- **PROBLEM REQUIREMENTS**: Each line below from the one containing "Target: window" through the one containing "Task: point to every instance of the bare" is to be given again exactly, and no line outside that span.

- **LISTED ENTRIES**:
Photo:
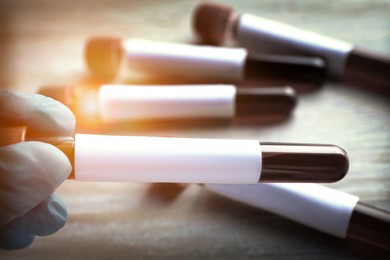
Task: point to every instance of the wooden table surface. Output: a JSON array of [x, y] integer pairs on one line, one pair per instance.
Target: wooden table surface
[[41, 43]]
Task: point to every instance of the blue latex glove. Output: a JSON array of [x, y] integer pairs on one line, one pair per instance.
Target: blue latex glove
[[31, 171]]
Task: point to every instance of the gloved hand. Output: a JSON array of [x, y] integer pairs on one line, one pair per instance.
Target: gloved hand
[[31, 171]]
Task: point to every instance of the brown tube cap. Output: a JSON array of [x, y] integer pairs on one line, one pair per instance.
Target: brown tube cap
[[259, 101], [315, 163], [210, 21], [368, 70], [103, 56]]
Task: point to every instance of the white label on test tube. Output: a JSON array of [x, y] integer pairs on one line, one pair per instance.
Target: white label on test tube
[[186, 61], [164, 159], [316, 206], [119, 103], [253, 30]]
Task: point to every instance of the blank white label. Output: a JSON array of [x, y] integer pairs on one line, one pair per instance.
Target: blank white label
[[313, 205], [199, 63], [164, 159], [124, 102]]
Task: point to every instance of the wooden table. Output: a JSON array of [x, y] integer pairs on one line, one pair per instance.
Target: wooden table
[[41, 43]]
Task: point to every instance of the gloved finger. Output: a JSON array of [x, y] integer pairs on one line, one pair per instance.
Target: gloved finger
[[14, 238], [44, 219], [39, 113], [29, 173]]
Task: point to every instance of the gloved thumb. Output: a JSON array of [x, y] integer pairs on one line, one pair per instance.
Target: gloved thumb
[[30, 172]]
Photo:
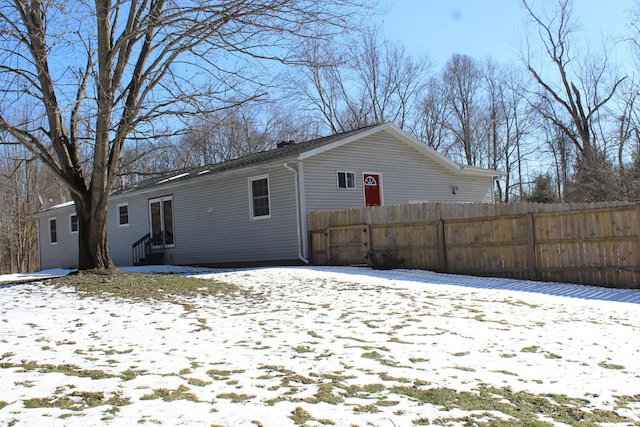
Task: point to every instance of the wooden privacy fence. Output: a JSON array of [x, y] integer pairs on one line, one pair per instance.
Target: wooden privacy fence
[[594, 244]]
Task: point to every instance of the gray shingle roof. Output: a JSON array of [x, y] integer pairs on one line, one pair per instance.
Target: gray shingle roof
[[286, 151]]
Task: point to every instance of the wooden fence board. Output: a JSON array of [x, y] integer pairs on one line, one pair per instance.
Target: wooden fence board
[[595, 244]]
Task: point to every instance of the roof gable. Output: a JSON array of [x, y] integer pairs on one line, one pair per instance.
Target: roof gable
[[302, 151]]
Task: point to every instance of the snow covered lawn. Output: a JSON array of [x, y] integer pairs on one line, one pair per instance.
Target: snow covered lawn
[[323, 346]]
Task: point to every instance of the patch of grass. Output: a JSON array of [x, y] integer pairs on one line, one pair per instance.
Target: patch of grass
[[314, 334], [377, 356], [524, 408], [197, 382], [302, 349], [70, 370], [235, 397], [142, 286], [130, 374], [300, 417], [76, 401], [222, 375], [168, 395], [613, 366]]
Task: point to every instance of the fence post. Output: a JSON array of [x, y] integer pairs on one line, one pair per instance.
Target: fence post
[[531, 241]]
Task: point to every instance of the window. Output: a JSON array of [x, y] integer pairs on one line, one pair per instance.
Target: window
[[123, 214], [259, 193], [53, 232], [161, 218], [346, 180], [73, 223]]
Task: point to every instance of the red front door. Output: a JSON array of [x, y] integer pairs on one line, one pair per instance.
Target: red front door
[[372, 195]]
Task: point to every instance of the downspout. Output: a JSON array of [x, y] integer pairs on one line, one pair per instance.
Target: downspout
[[298, 222]]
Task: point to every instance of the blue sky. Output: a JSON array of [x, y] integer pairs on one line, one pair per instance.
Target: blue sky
[[479, 28]]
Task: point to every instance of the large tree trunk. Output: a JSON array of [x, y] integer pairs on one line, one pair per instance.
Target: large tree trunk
[[93, 246]]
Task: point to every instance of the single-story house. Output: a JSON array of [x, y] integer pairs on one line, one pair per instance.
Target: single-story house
[[255, 209]]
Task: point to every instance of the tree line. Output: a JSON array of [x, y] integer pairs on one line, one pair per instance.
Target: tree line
[[192, 86]]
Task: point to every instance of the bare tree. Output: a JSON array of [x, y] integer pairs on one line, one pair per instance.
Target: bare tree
[[433, 116], [24, 186], [101, 72], [463, 82], [580, 97], [374, 81]]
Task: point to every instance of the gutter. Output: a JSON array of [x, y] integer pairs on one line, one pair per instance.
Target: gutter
[[299, 231]]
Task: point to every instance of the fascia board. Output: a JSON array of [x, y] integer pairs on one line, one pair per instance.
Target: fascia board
[[410, 141]]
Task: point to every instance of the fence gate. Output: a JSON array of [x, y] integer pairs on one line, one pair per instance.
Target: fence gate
[[347, 243]]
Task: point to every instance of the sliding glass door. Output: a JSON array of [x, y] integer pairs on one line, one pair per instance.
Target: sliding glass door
[[161, 221]]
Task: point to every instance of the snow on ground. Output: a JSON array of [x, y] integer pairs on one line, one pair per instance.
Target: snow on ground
[[349, 346]]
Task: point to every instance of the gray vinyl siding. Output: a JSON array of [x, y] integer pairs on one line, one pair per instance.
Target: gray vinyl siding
[[64, 253], [122, 237], [212, 222], [407, 175]]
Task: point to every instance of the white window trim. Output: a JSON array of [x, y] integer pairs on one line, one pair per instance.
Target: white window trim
[[162, 199], [49, 230], [249, 186], [364, 197], [346, 181], [118, 215], [77, 224]]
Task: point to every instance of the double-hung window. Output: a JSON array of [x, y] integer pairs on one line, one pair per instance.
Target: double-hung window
[[53, 231], [73, 223], [346, 179], [123, 214], [259, 197]]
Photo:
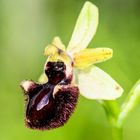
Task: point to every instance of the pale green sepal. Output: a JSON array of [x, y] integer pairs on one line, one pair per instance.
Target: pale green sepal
[[94, 83], [85, 28]]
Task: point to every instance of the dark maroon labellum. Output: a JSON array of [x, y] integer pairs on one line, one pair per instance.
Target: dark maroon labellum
[[50, 105]]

- **RESPONSE**:
Target: window
[[123, 214], [259, 193], [53, 232], [161, 218], [346, 180], [73, 223]]
Task: point to every instance of the red front door. Output: a JSON array of [x, y] integer pairs on one line, one pair per instance.
Target: red front door
[[372, 195]]
Task: point to every instance of the downspout. Output: a JSON array of [x, y] integer pairs on one line, one pair per instance.
Target: downspout
[[298, 222]]
Task: point to every instance of the blue sky. Output: a JSON array of [x, y] integer pairs on one line, one pair per instance.
Target: blue sky
[[479, 28]]
Task: point to every instance of the large tree trunk. Output: a JSON array of [x, y] integer pairs on one line, one pair per instance.
Target: large tree trunk
[[93, 246]]
Task: point to every instance of the single-story house. Output: a JSON array of [x, y] integer pairs on one line, one pair per instance.
Target: single-story house
[[255, 209]]
Task: point to every instance of the tree line. Output: a JSON array of [x, y] integer pairs on one line, one pair per instance.
Target: tree line
[[192, 86]]
Task: point to every instance of the bare tree. Output: a JSON array of [x, y] integer pairs on one line, one pair per instance.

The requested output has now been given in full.